**Exercise prompt:** An exact restatement of the entire listing is needed, excluding all images.

**Given information:**
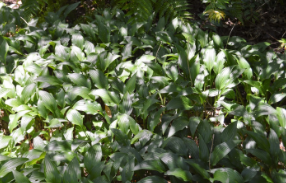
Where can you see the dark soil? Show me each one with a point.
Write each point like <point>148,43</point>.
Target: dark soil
<point>268,24</point>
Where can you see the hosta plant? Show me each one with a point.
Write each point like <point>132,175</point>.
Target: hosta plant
<point>114,101</point>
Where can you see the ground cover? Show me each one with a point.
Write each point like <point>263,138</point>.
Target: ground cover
<point>155,101</point>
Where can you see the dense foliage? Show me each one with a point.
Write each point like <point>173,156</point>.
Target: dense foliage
<point>114,100</point>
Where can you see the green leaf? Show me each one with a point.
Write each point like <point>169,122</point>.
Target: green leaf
<point>260,139</point>
<point>70,8</point>
<point>51,172</point>
<point>48,100</point>
<point>181,102</point>
<point>99,79</point>
<point>179,173</point>
<point>92,158</point>
<point>130,85</point>
<point>78,40</point>
<point>177,124</point>
<point>198,169</point>
<point>4,92</point>
<point>10,165</point>
<point>205,130</point>
<point>226,175</point>
<point>194,122</point>
<point>143,135</point>
<point>62,53</point>
<point>27,92</point>
<point>204,151</point>
<point>176,145</point>
<point>152,179</point>
<point>274,144</point>
<point>261,154</point>
<point>19,177</point>
<point>248,173</point>
<point>53,81</point>
<point>3,51</point>
<point>221,150</point>
<point>75,117</point>
<point>79,79</point>
<point>264,109</point>
<point>121,138</point>
<point>77,54</point>
<point>73,172</point>
<point>5,140</point>
<point>281,115</point>
<point>109,98</point>
<point>155,165</point>
<point>209,58</point>
<point>229,132</point>
<point>103,32</point>
<point>223,79</point>
<point>217,41</point>
<point>276,98</point>
<point>88,107</point>
<point>78,91</point>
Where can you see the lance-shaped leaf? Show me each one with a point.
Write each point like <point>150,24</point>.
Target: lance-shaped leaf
<point>109,98</point>
<point>181,174</point>
<point>48,100</point>
<point>156,165</point>
<point>10,165</point>
<point>99,79</point>
<point>51,172</point>
<point>181,102</point>
<point>221,150</point>
<point>226,175</point>
<point>153,178</point>
<point>75,117</point>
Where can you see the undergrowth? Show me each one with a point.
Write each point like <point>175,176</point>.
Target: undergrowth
<point>114,100</point>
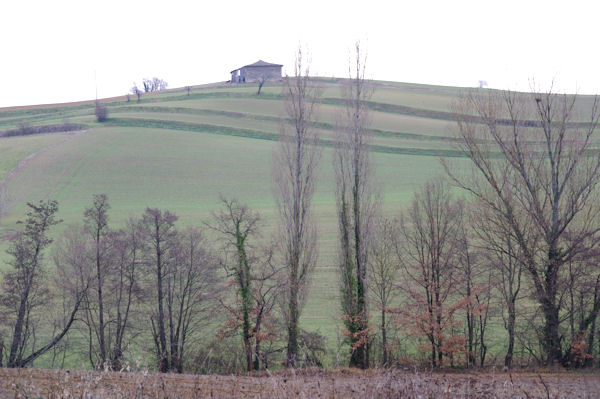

**Finished exercise:**
Where can you see the dark soil? Show me each one with a point.
Write each point like <point>148,43</point>.
Target: dark soil
<point>268,24</point>
Where can you see the hosta plant? Show me each one with a point.
Write each point like <point>132,175</point>.
Target: hosta plant
<point>114,101</point>
Where can you see the ground cover? Show me each one with a point.
Write each point like <point>263,138</point>.
Target: ground cover
<point>155,101</point>
Where can you see the dense foliage? Show me each one with a point.
Write each point like <point>173,156</point>.
Target: dense foliage
<point>114,100</point>
Where can you see the green leaf? Show me each one with a point.
Write each point like <point>169,122</point>.
Target: green leaf
<point>260,139</point>
<point>70,8</point>
<point>51,172</point>
<point>48,100</point>
<point>181,102</point>
<point>99,79</point>
<point>179,173</point>
<point>92,158</point>
<point>130,85</point>
<point>78,40</point>
<point>177,124</point>
<point>198,169</point>
<point>4,92</point>
<point>10,165</point>
<point>205,130</point>
<point>226,175</point>
<point>194,122</point>
<point>143,135</point>
<point>62,53</point>
<point>27,92</point>
<point>204,151</point>
<point>176,145</point>
<point>152,179</point>
<point>274,144</point>
<point>261,154</point>
<point>19,177</point>
<point>248,173</point>
<point>53,81</point>
<point>3,51</point>
<point>221,150</point>
<point>75,117</point>
<point>79,79</point>
<point>264,109</point>
<point>121,138</point>
<point>77,54</point>
<point>73,172</point>
<point>5,140</point>
<point>281,115</point>
<point>109,98</point>
<point>155,165</point>
<point>209,58</point>
<point>229,132</point>
<point>103,32</point>
<point>223,79</point>
<point>217,41</point>
<point>276,98</point>
<point>88,107</point>
<point>78,91</point>
Where can you see the lance-shaped leaf? Show me each one with a point.
Write each point like <point>150,24</point>.
Target: lance-shaped leaf
<point>109,98</point>
<point>181,174</point>
<point>48,100</point>
<point>156,165</point>
<point>10,165</point>
<point>99,79</point>
<point>51,172</point>
<point>181,102</point>
<point>221,150</point>
<point>226,175</point>
<point>153,178</point>
<point>75,117</point>
Where can you see the undergrowth? Show me each one with a point.
Write each point like <point>175,176</point>.
Target: undergrowth
<point>114,100</point>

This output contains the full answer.